● **Instruction 1**
Write out the part of the woodworking forum thread from "Jim Matthews" up to and including "Very interesting thread.", word for word.
● **Instruction 2**
Continue the woodworking forum thread from the point where it stops.

## Begin Excerpt provided

Up next, building drawers. That may take awhile since I don't have the wood yet.

Jim Matthews
05-05-2013, 8:30 AM
I finally made out the engraving on the material.

I could not for the life of me figure out why you chose this stuff.
It makes sense, now.

I do wish I had seen the breadboard demonstration before I made my dining table.
Your method, with the haunch would solve one of my seasonal problems.

Russ Webb
05-05-2013, 3:45 PM
Great way to put reclaimed material to use and excellent job of implementing your design. Very interesting thread.

Ted Calver
05-05-2013, 8:39 PM
Harlan,
Thanks very much for the build pictures. They are very helpful.

Harlan Barnhart
05-06-2013, 8:06 AM
I finally made out the engraving on the material.

I could not for the life of me figure out why you chose this stuff.
It makes sense, now.Historical reasons mostly. It's for my daughters who are growing up in the big city but I want them to know their blood if from the south. That and it has a warm quality that may not come through that well in pictures. It's wood with a "presence".


I do wish I had seen the breadboard demonstration before I made my dining table.

## End Excerpt provided
## Begin Information supplied

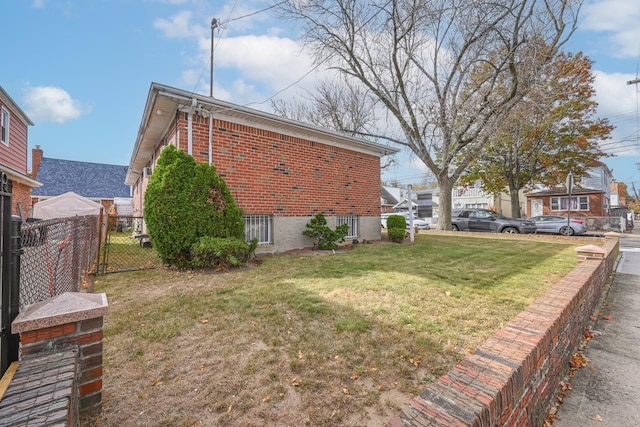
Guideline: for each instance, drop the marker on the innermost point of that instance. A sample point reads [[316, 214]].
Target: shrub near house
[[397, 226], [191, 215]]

## End Information supplied

● **Exercise answer 1**
Jim Matthews
05-05-2013, 8:30 AM
I finally made out the engraving on the material.

I could not for the life of me figure out why you chose this stuff.
It makes sense, now.

I do wish I had seen the breadboard demonstration before I made my dining table.
Your method, with the haunch would solve one of my seasonal problems.

Russ Webb
05-05-2013, 3:45 PM
Great way to put reclaimed material to use and excellent job of implementing your design. Very interesting thread.

● **Exercise answer 2**
Your method, with the haunch would solve one of my seasonal problems.I read an article in Fine Woodworking years ago about breadboard ends and I've been making them this way ever since. I think the author was Chris Becksvoort. Sometimes I plow the grooves through the ends to save time but I wanted a cleaner look so I used stopped grooves.

Kevin Adams
05-06-2013, 7:26 PM
Hi Harlan, great project, thanks for sharing. I'm trying to figure out from the photos where is your shop...are you in a kitchen or some other room in your house/apartment? Nice work wherever you are managing to do it!

Thanks.
Kevin

Harlan Barnhart
05-06-2013, 8:07 PM
Hi Harlan, great project, thanks for sharing. I'm trying to figure out from the photos where is your shop...are you in a kitchen or some other room in your house/apartment? Nice work wherever you are managing to do it!

Thanks.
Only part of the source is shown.